Put the records below into a Markdown table with columns Row and Line, starting at the line that contains "Target: plaza sign board" and ending at the last line of the records, both included. Give each line its own numbered row, and leave out blank lines.
[START]
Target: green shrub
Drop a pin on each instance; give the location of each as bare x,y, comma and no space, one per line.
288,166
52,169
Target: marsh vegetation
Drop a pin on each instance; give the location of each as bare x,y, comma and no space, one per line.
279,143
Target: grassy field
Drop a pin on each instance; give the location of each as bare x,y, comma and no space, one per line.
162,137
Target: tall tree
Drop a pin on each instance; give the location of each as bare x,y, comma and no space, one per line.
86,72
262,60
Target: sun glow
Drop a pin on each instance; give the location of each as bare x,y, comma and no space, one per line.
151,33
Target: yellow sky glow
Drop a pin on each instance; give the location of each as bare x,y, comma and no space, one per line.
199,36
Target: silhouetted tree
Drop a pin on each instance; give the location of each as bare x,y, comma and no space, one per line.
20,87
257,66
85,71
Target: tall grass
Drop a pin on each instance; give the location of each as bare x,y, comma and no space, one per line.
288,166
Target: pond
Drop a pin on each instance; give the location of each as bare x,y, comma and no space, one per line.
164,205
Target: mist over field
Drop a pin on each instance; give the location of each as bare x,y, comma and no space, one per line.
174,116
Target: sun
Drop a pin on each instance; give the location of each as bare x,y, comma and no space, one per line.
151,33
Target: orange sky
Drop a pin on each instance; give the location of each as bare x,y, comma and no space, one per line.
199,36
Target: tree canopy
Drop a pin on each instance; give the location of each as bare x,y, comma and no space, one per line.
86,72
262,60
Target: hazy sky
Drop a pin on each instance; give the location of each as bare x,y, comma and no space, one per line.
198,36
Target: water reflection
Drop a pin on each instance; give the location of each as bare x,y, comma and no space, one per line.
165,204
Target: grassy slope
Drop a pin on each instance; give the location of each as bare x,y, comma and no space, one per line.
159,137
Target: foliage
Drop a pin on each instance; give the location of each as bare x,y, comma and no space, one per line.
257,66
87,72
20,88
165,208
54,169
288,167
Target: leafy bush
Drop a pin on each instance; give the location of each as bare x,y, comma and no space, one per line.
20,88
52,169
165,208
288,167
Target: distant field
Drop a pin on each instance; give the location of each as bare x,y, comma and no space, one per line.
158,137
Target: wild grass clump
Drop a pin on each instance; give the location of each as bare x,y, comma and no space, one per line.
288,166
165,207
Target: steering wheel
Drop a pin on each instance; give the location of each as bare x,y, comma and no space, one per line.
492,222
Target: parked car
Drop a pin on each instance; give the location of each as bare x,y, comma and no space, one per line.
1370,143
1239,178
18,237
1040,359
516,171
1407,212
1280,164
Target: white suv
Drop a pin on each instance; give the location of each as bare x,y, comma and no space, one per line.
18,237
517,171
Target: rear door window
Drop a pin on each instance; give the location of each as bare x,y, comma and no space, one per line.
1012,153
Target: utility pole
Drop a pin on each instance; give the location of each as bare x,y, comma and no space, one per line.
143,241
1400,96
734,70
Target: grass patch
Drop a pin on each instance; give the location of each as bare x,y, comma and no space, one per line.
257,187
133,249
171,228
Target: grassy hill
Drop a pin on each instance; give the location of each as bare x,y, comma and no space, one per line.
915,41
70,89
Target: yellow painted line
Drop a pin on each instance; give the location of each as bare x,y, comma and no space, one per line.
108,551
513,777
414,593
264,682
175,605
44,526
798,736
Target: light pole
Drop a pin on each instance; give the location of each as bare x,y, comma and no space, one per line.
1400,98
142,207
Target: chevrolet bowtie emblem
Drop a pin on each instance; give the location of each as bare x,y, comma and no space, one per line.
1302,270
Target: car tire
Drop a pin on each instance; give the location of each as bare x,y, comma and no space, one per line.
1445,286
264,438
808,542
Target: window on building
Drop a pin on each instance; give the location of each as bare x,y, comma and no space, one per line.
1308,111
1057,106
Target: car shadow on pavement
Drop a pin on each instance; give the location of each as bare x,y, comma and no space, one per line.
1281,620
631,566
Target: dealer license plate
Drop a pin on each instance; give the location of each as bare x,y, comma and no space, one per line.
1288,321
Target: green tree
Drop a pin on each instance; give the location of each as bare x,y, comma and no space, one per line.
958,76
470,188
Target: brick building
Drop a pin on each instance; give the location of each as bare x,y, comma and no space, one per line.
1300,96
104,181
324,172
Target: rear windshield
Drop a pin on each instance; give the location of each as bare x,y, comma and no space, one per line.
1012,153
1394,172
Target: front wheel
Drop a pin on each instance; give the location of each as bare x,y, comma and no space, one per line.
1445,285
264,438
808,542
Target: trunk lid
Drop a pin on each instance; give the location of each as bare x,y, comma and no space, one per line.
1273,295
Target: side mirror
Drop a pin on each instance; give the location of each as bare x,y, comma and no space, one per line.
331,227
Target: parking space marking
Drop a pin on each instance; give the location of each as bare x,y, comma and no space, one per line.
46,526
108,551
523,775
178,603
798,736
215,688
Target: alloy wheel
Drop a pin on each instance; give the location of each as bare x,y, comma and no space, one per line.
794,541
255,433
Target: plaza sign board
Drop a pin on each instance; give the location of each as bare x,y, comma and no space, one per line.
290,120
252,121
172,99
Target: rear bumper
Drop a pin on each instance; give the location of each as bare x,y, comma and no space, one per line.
[END]
SOLUTION ▸
| Row | Line |
|---|---|
| 1 | Target: plaza sign board |
| 2 | Drop a pin on each instance; give the location of each as bare x,y, comma and no space, one per line. |
| 3 | 290,120 |
| 4 | 252,121 |
| 5 | 172,99 |
| 6 | Target: rear bumper |
| 7 | Drop a pin on each instance; give the location of each as bare x,y, comma and no space, one per line. |